Render the lines of the records as a numbered list, starting at the line that contains "Point to the mattress" and running through the end of the records, with both ends included. Leave out blank lines, and don't list any lines before that starting point.

Entries from a point annotation set »
>>>>
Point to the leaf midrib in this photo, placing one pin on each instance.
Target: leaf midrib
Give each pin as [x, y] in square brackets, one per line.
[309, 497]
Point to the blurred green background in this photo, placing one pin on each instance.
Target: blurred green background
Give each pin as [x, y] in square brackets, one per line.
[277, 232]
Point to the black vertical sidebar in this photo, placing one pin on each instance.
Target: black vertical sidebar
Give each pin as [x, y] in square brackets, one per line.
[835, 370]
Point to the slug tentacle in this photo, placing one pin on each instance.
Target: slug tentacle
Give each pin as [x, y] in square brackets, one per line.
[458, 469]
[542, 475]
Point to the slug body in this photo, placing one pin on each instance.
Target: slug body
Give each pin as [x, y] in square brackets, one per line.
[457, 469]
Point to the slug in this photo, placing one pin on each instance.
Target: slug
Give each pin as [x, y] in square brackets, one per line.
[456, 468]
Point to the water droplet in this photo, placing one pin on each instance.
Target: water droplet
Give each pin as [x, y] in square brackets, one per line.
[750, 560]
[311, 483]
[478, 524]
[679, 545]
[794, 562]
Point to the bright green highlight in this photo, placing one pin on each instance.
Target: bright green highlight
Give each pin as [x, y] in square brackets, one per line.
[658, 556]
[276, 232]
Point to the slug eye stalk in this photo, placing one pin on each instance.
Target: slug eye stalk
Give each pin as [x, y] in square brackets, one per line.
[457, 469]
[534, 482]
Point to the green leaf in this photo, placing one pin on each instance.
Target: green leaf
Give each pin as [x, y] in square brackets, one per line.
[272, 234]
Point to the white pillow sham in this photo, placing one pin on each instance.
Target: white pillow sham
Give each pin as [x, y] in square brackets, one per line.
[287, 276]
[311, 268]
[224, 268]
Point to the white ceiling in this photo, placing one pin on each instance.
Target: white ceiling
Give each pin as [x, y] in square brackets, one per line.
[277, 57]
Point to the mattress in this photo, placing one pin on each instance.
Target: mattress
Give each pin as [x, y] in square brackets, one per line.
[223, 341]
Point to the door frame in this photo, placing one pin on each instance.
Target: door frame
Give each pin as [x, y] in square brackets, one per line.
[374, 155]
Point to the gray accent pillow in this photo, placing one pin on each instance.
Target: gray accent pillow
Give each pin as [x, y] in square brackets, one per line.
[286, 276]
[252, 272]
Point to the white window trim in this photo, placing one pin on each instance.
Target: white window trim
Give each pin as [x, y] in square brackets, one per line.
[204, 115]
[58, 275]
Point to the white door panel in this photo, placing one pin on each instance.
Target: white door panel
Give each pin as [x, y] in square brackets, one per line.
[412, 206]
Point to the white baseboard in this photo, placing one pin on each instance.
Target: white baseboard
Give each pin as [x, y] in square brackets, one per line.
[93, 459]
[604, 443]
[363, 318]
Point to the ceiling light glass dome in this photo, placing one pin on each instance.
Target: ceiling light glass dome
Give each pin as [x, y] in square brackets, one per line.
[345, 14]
<<<<
EXERCISE RESPONSE »
1. Point to the mattress in this photo, placing one pin on each instance.
2. Target: mattress
3. Give each pin as [x, y] in square brackets, one per line.
4. [223, 341]
5. Point to the door frame in this photo, placing one pin on each instance.
6. Target: door frame
7. Give each pin as [x, y] in square brackets, one per line.
8. [374, 155]
9. Point to the gray accent pillow in this photo, placing one pin on each instance.
10. Target: gray accent pillow
11. Give each pin as [x, y] in square brackets, one per line.
12. [286, 276]
13. [252, 272]
14. Point to the white window trim in this photo, placing one pin on each instance.
15. Target: white window trim
16. Give each pin as [x, y] in square brackets, one per line.
17. [204, 115]
18. [58, 275]
19. Point to the white door panel in this photo, placing one pin on each instance.
20. Target: white door panel
21. Give each pin as [x, y] in square brackets, one per line.
22. [412, 206]
23. Point to the white baseboard in this photo, placing one pin on each instance.
24. Target: white baseboard
25. Give each pin as [x, y] in square brackets, one per line.
26. [93, 459]
27. [604, 443]
28. [363, 318]
29. Point to the ceiling light glass dome in this photo, placing one pin on each instance.
30. Target: ceiling light glass dome
31. Give each pin as [x, y] in square brackets, one per line.
32. [345, 14]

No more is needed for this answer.